» **Input rows**:
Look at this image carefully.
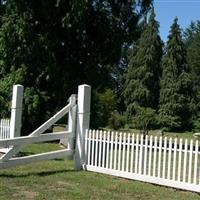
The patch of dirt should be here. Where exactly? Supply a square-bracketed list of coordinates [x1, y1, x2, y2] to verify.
[13, 190, 39, 199]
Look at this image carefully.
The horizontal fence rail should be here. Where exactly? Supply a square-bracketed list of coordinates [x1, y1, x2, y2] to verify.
[0, 131, 72, 147]
[84, 130, 200, 192]
[0, 119, 10, 139]
[0, 131, 73, 169]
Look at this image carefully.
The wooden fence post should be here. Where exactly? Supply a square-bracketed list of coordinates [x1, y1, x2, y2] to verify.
[75, 85, 91, 170]
[10, 85, 24, 138]
[60, 94, 77, 159]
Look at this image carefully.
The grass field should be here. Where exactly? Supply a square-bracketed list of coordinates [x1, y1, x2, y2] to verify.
[0, 143, 200, 200]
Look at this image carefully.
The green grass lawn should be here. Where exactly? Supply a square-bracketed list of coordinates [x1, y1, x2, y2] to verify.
[0, 143, 200, 200]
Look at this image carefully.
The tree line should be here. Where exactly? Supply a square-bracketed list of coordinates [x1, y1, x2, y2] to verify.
[0, 0, 200, 133]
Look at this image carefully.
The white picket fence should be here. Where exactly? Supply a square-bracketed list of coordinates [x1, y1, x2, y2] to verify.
[0, 119, 10, 139]
[84, 130, 200, 192]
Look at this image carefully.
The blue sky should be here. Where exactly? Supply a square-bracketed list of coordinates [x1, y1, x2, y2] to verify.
[154, 0, 200, 41]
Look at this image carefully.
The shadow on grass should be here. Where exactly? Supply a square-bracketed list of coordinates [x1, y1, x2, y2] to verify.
[0, 169, 77, 178]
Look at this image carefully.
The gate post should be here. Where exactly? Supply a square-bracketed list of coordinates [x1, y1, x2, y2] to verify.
[75, 85, 91, 170]
[10, 85, 24, 138]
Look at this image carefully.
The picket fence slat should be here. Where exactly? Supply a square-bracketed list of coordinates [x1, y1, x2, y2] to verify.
[158, 137, 162, 178]
[114, 132, 118, 170]
[0, 119, 10, 139]
[178, 138, 182, 181]
[126, 133, 130, 172]
[130, 134, 135, 173]
[85, 130, 200, 192]
[110, 131, 114, 169]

» **Set problem**:
Could you rewrite all of the material above with every "exactly" replaced by "precisely", leaving everything else untouched and omitting the pictures?

» **Solution for this task**:
Look at this image carefully.
The patch of dirt should be here. Where precisely? Supply a square-bracketed list of coordinates [x1, y1, x2, y2] to verify.
[13, 190, 39, 199]
Look at this image carefully.
The horizontal fence rail should be here. Where precisely? Supply a square-bracketed list of coordinates [x1, y1, x2, y2] to verify.
[0, 131, 72, 147]
[84, 130, 200, 192]
[0, 119, 10, 139]
[0, 131, 73, 169]
Look at this image carefully.
The wooden fence post should be here. Where precisely? Supply a square-bracketed list of coordinates [x1, y1, x2, y2] to verify.
[75, 85, 91, 170]
[10, 85, 24, 138]
[60, 94, 77, 159]
Look at this image carefully.
The grass field should be here. Where precisely? Supply a square-bracketed list of coordinates [x1, y1, x2, y2] to verify.
[0, 143, 200, 200]
Look at this image carefully.
The green grass lawn should be here. Where precisely? Supply a square-bracketed list of coordinates [x1, y1, x2, y2] to verify.
[0, 143, 200, 200]
Look at this image carefully.
The tree line should be here. Where precisely? Supply a square-bracketed list of coordinates [x1, y1, x2, y2] to verify.
[0, 0, 200, 133]
Look at this image carefully.
The white picket fence should be here. Where precisely? Supply a square-bracketed list of coordinates [x1, y1, x2, y2] to verify.
[0, 119, 10, 139]
[84, 130, 200, 192]
Look at this image carefully.
The blue sky should be here. Where precisely? Supply a square-bracketed list of coordinates [x1, y1, x2, y2] to verify.
[154, 0, 200, 41]
Look at this image carefully.
The shadow on grass should be here. Where precisely? Supply a square-bracketed list of coordinates [x1, y1, x2, y2] to verify.
[0, 169, 77, 178]
Look at this image carefully.
The gate post should be here. Where precisely? Supply a square-bracketed list of coordinates [x1, y1, x2, y2] to verify.
[75, 85, 91, 170]
[10, 85, 24, 138]
Look at this image carefully.
The picket fence slat should be here. Where precisely? Supply a square-bracketed list of coordinates [x1, y1, x2, y2] to verify.
[158, 137, 162, 178]
[114, 132, 118, 170]
[0, 119, 10, 139]
[178, 138, 182, 181]
[126, 133, 130, 172]
[130, 134, 135, 173]
[85, 130, 200, 192]
[110, 131, 114, 169]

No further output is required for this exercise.